# [What is needed]
Each entry below is to be transcribed exactly.

# [Source data]
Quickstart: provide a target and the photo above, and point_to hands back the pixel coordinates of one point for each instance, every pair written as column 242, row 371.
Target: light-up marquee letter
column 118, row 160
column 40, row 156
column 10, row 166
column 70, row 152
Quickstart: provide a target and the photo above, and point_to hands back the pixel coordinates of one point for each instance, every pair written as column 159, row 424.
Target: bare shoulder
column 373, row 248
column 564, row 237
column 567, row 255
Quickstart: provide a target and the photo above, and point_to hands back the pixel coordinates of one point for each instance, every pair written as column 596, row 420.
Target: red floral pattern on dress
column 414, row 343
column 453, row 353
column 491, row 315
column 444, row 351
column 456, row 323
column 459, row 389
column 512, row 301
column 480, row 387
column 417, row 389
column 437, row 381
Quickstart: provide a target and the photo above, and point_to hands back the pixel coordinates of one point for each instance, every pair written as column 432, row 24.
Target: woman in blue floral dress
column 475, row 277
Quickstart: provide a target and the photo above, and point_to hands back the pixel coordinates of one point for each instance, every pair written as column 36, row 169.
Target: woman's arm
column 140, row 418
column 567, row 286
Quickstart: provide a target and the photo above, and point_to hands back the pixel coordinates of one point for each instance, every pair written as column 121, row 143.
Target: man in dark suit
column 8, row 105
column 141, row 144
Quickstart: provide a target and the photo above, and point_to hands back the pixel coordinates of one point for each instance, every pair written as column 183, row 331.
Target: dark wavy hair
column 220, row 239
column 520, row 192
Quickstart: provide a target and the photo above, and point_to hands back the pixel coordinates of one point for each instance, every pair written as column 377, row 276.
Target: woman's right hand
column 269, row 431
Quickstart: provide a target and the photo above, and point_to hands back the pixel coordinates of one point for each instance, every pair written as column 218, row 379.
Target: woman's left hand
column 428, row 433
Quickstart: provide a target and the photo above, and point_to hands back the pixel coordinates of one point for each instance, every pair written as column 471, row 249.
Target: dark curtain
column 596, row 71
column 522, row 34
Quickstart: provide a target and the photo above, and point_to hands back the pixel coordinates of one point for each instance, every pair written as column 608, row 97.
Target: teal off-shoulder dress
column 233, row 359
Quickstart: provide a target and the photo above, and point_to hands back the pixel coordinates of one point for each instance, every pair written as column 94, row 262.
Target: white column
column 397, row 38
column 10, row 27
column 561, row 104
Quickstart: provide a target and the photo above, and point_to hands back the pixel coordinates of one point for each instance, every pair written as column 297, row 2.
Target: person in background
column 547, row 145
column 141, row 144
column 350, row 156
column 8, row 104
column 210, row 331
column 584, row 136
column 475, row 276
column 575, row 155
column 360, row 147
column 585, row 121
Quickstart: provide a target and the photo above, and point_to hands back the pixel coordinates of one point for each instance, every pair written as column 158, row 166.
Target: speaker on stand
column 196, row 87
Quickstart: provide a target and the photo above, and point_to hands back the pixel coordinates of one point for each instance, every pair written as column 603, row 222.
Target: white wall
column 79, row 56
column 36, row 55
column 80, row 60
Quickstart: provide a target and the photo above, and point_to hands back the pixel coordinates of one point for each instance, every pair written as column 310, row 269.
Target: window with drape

# [Exercise response]
Quickstart: provide a target and the photo above, and point_to hands back the pixel coordinates of one point for each instance, every pair written as column 242, row 371.
Target: light-up marquee letter
column 118, row 160
column 40, row 156
column 10, row 166
column 70, row 152
Quickstart: provide a target and the photo above, and point_to hands back the pixel coordinates of one point for each instance, every pair written as column 159, row 424.
Target: bare shoulder
column 373, row 248
column 564, row 237
column 567, row 255
Quickstart: provide a target and the photo above, and point_to hands back the pixel coordinates of one point for each instance, every pair written as column 596, row 420.
Target: red floral pattern on dress
column 414, row 343
column 453, row 353
column 491, row 315
column 444, row 351
column 456, row 323
column 459, row 389
column 512, row 301
column 480, row 387
column 417, row 389
column 437, row 381
Quickstart: provide a target and the photo above, and point_to hands back the pixel coordinates of one point for each instance, every pair written as column 432, row 24.
Target: woman in blue floral dress
column 475, row 277
Quickstart: provide a target and the photo above, and point_to hands back the pixel coordinates of one point for each instance, every pair written as column 36, row 169.
Target: woman's arm
column 140, row 418
column 567, row 286
Quickstart: provide a target and the photo above, and point_to hands back the pixel coordinates of one point for each instance, every pair written as column 121, row 143.
Target: man in dark suit
column 8, row 105
column 141, row 144
Quickstart: provide a target and the photo above, and point_to hands back the pixel coordinates of one point for each instance, every pair written as column 183, row 331.
Target: dark wavy hair
column 220, row 239
column 520, row 192
Quickstart: provide a target and the photo above, and point_to hands back the pixel coordinates of one point for each instance, every pair written as column 377, row 276.
Target: woman's right hand
column 269, row 431
Quickstart: provide a target and the photo above, and point_to hands back the pixel coordinates of one point for each instance, every pair written as column 218, row 379.
Target: woman's left hand
column 428, row 433
Quickstart: provide a target and the photo above, and point_to hands back the pixel coordinates of one point for each instance, every pair written as column 471, row 249.
Target: dark curtain
column 596, row 71
column 522, row 34
Quickstart: provide a target and the photo above, and point_to hands back the pixel coordinates of one point for each instance, every pair written as column 608, row 97.
Target: teal off-shoulder dress
column 233, row 359
Quickstart: provide a target and the photo above, and point_to hands back the pixel coordinates of one point for each instance, every pair written as column 94, row 262.
Target: white column
column 397, row 38
column 10, row 27
column 561, row 104
Quickstart: provide a target and the photo above, and point_to hands back the pixel coordinates of one point for each instance, every pair written as column 297, row 2.
Target: person in background
column 547, row 145
column 141, row 144
column 350, row 156
column 8, row 104
column 210, row 331
column 584, row 136
column 475, row 276
column 575, row 155
column 360, row 147
column 585, row 121
Quickstart: provide a target and the photo above, and point_to hands back the pixel coordinates of one point for each instance, every pair written as column 158, row 166.
Target: speaker on stand
column 196, row 87
Quickstart: provide a target and the photo above, and point_to hands back the pixel coordinates of one point for each instance, every pair written as column 603, row 222.
Target: white wall
column 79, row 56
column 36, row 55
column 80, row 60
Quickstart: provide a target and the photo above, and point_to hands back the pixel coordinates of one point for each instance, every pair written as column 310, row 269.
Target: window with drape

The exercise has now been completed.